>> Start Text excerpt

This being a Set I don't really need the call to include? now, but
it's there (from when I was using a hash for this).

I find two things that seem odd to me:

1. eql? is never getting called, despite include?.

set uses Object#hash - so maybe something like (untested)

class Student
def hash
%w( forename surname birth_dt picture coll_status).inject(0){|n,m| n += send(m).hash}
end
end

i dunno if this will wrap and cause issues though...

if so maybe something like

class Student
def hash
%w( forename surname birth_dt picture coll_status).map{|m| send %m}.join.hash
end
end

or, perhaps simple something like:

class Student < ::Hash
FIELDS = %w( forename surname birth_dt picture coll_status )
def initialize(*fs)
FIELDS.each do |f|
self[f] = (fs.shift || raise(ArgumentError, "no #{ f }!"))
end
end
def eql? other
values == other.values
end
alias == eql?
def keys
FIELDS
end
def values
values_at(*FIELDS)
end
def hash
FIELDS.map{|m| self[m]}.join.hash
end
end

s0 = Student::new 'a', 'b', 'c', 'd', 'e'
s1 = Student::new 'a', 'b', 'c', 'd', 'e'

require 'set'
set = Set::new
set.add s0
set.add s1
p set #=> #<Set: {{"forename"=>"a", "coll_status"=>"e", "birth_dt"=>"c", "picture"=>"d", "surname"=>"b"}}>

the FIELDS const can be used to do ordered prints, etc.

>> End Text excerpt

• **Written tasks**:
**a.** In the Ruby forum post, rewrite the stretch from "def initialize(*fs)" through "values_at(*FIELDS)", renaming "FIELDS" to "COLUMNS".
**b.** According to the Ruby forum post, which method is never getting called despite include?
**c.** Pick up the Ruby forum post right after its final sentence and keep writing.
The material that follows this Ruby forum post is separate from it.

>> Start Excerpted data

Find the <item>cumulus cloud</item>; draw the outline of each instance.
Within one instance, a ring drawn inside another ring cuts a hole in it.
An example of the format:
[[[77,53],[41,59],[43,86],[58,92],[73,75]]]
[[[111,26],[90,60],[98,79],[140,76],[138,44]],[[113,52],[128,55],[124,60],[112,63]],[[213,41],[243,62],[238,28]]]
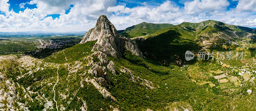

>> End Excerpted data

• **Responses to the tasks**:
**a.**
def initialize(*fs)
COLUMNS.each do |f|
self[f] = (fs.shift || raise(ArgumentError, "no #{ f }!"))
end
end
def eql? other
values == other.values
end
alias == eql?
def keys
COLUMNS
end
def values
values_at(*COLUMNS)

**b.** eql?

**c.**
it sure seems odd that set doesn't use 'eql?' or '==' up front though doesn't
it?

-a
--
===============================================================================
| email :: ara [dot] t [dot] howard [at] noaa [dot] gov
| phone :: 303.497.6469
| Your life dwells amoung the causes of death
| Like a lamp standing in a strong breeze. --Nagarjuna
===============================================================================
 
H

Hugh Sasse

Hi --

I have been splitting a comma separated values file, and putting
some of the values into an Student class, simply a collection of strings,
so that I can build a database table from them: [...]
picture, coll_status, full_desc = record.split(/\s*\|\s*/)

I notice you mentioned comma separation but you're splitting on a
pipe. I don't know if this is related to the problem, but I thought
I'd flag it just in case.

Yes, sorry, I was using the generic term for this, to facilitate
explaining the concept of what I was doing. The data I
get is pipe(|) separated.
Can you provide a couple of sample lines of data?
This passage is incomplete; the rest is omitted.